Exercise aim >>
Exact copies of all the entries below are expected in the answer.

Extracted records
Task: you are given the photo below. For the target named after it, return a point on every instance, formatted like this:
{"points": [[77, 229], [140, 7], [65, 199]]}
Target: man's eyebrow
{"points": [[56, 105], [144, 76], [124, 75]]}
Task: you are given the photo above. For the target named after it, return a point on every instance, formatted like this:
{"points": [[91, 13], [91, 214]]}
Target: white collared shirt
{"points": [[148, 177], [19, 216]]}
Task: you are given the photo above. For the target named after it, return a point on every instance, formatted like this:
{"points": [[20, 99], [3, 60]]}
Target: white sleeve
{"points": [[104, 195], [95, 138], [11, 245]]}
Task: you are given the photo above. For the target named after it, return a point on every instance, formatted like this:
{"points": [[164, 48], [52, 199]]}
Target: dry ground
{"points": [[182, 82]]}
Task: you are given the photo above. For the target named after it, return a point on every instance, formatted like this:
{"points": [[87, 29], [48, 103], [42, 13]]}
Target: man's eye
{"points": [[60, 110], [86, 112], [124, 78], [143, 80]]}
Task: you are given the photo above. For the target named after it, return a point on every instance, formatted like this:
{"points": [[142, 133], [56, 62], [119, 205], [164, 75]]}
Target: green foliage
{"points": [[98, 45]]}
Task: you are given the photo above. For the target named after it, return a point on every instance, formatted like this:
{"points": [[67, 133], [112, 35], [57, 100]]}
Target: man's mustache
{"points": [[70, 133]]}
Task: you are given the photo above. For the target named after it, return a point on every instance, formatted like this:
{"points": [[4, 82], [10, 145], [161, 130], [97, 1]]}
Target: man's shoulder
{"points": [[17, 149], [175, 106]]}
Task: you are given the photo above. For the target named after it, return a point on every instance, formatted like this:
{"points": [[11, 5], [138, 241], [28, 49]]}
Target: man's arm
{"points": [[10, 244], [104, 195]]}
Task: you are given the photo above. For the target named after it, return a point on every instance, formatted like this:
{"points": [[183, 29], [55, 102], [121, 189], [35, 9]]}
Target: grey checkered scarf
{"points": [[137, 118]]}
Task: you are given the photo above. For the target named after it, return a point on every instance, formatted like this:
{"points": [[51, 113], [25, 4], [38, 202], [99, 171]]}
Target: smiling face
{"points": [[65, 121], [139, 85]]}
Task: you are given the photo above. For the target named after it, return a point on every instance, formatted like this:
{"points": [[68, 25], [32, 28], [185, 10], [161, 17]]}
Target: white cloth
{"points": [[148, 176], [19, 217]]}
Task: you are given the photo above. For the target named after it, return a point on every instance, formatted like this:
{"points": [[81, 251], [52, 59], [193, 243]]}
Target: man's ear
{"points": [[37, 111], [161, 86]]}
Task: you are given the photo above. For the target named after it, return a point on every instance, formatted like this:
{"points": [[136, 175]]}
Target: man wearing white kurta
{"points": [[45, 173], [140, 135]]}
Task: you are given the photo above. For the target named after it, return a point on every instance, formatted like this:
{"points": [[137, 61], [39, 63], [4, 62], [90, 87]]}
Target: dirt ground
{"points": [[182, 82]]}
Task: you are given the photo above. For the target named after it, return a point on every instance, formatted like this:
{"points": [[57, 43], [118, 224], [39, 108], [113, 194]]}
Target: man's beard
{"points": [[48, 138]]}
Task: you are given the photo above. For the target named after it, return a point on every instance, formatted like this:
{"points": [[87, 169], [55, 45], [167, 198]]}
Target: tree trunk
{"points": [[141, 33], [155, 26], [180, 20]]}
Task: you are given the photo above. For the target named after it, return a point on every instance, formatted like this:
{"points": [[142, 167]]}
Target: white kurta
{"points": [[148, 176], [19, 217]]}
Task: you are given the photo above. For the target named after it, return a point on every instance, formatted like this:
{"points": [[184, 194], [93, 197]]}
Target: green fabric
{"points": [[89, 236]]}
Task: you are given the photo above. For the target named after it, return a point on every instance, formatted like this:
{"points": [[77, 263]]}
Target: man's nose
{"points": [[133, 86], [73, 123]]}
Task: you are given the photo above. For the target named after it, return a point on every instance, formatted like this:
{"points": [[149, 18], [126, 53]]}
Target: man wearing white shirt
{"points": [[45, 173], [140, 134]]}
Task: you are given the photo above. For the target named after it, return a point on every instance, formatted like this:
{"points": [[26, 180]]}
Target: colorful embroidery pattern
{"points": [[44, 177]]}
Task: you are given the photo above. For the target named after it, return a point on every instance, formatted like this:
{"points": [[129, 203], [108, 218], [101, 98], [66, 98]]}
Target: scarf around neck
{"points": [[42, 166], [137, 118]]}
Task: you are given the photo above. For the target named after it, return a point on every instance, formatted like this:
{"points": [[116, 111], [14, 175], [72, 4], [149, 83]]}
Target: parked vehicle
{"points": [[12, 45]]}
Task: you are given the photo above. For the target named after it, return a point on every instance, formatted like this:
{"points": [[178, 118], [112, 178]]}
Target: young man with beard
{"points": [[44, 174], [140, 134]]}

Exercise answer >>
Task: you are given the photo below. For the target named after it, return a point on every instance, formatted like this:
{"points": [[77, 229], [140, 7], [65, 199]]}
Target: man's eyebrow
{"points": [[56, 105], [144, 76], [124, 75]]}
Task: you are given the photo above. For the target named after it, return a point on every instance, formatted like this:
{"points": [[91, 13], [91, 214]]}
Target: white collared shirt
{"points": [[148, 177], [19, 216]]}
Task: you are given the photo above. For the target named after it, return a point on every instance, formatted like this:
{"points": [[20, 99], [3, 60]]}
Target: white sleeve
{"points": [[104, 195], [95, 138], [11, 245]]}
Task: you are given the photo above. For the target named after it, return a point on every instance, formatted like this:
{"points": [[164, 48], [52, 199]]}
Target: dry ground
{"points": [[182, 82]]}
Task: you are given the photo above. For the target named after it, return a point on every instance, formatted like this:
{"points": [[87, 29], [48, 103], [42, 13]]}
Target: man's eye
{"points": [[60, 110], [86, 112], [124, 78], [143, 80]]}
Task: you are given the photo above. For the target named after it, return a point on every instance, formatted like this:
{"points": [[142, 133], [56, 62], [119, 205], [164, 75]]}
Target: green foliage
{"points": [[98, 45]]}
Task: you are given the photo above. For the target named after it, return a point on every instance, formatted like this:
{"points": [[67, 133], [112, 35], [57, 100]]}
Target: man's mustache
{"points": [[70, 133]]}
Task: you are given the photo above. For the target named after it, return a point on every instance, formatted like this:
{"points": [[4, 82], [10, 145], [161, 130], [97, 1]]}
Target: man's shoulder
{"points": [[17, 149], [175, 106]]}
Task: you are given the photo above. For the target named after it, return a point on every instance, formatted like this:
{"points": [[11, 5], [138, 241], [28, 49]]}
Target: man's arm
{"points": [[10, 244], [104, 195]]}
Task: you are given the photo above. For the target named after it, return a point on every instance, formatted like this:
{"points": [[183, 29], [55, 102], [121, 189], [35, 9]]}
Target: grey checkered scarf
{"points": [[137, 118]]}
Task: you are given the photo above. For the target named after it, return a point on every instance, formatted like this:
{"points": [[51, 113], [25, 4], [38, 202], [99, 171]]}
Target: smiling face
{"points": [[65, 121], [139, 85]]}
Task: you are given the photo above. For the target named after it, return a point on every instance, formatted like this:
{"points": [[68, 25], [32, 28], [185, 10], [161, 17]]}
Target: white cloth
{"points": [[148, 176], [19, 217]]}
Task: you are given the photo above. For the target named after it, return a point on every instance, formatted like this:
{"points": [[81, 251], [52, 59], [193, 243]]}
Target: man's ear
{"points": [[37, 111], [161, 86]]}
Task: you are given the photo above. For the target named after it, return a point on every instance, formatted like this:
{"points": [[136, 175]]}
Target: man wearing white kurta
{"points": [[45, 173], [140, 135]]}
Task: you are given the photo above. For the target named after it, return a point on every instance, formatted like this:
{"points": [[137, 61], [39, 63], [4, 62], [90, 87]]}
Target: dirt ground
{"points": [[182, 82]]}
Task: you are given the photo above. For the target named after it, return a point on every instance, formatted like this:
{"points": [[57, 43], [118, 224], [39, 108], [113, 194]]}
Target: man's beard
{"points": [[48, 138]]}
Task: you are given the photo above. For the target named after it, return a point on every instance, formatted like this:
{"points": [[87, 169], [55, 45], [167, 198]]}
Target: tree trunk
{"points": [[141, 33], [155, 26], [180, 20]]}
Task: you are given the photo above. For the target named after it, return a point on every instance, formatted like this:
{"points": [[142, 167]]}
Target: white kurta
{"points": [[148, 176], [19, 217]]}
Task: you are given the photo above. For the target named after it, return a point on every instance, formatted like this:
{"points": [[184, 194], [93, 197]]}
Target: green fabric
{"points": [[89, 236]]}
Task: you are given the photo above. For the target named after it, return a point on every instance, formatted like this:
{"points": [[77, 263]]}
Target: man's nose
{"points": [[133, 86], [73, 123]]}
Task: you are given the photo above. For the target named after it, return a point on every instance, formatted like this:
{"points": [[149, 18], [126, 53]]}
Target: man wearing white shirt
{"points": [[45, 173], [140, 134]]}
Task: you are given the photo above. For the target named after it, return a point on every instance, formatted like this:
{"points": [[26, 180]]}
Target: colorful embroidery pattern
{"points": [[44, 177]]}
Task: you are given the photo above. For the target named after it, return a point on every instance, formatted like this:
{"points": [[129, 203], [108, 218], [101, 98], [66, 98]]}
Target: scarf around neck
{"points": [[42, 166], [137, 118]]}
Task: you are given the photo above. For the target named after it, return a point on every instance, formatted like this:
{"points": [[116, 111], [14, 175], [72, 4], [149, 83]]}
Target: parked vehicle
{"points": [[12, 45]]}
Task: you are given the photo above. For the target named after it, return a point on every instance, formatted like this:
{"points": [[178, 118], [112, 178]]}
Target: young man with beard
{"points": [[44, 174], [140, 134]]}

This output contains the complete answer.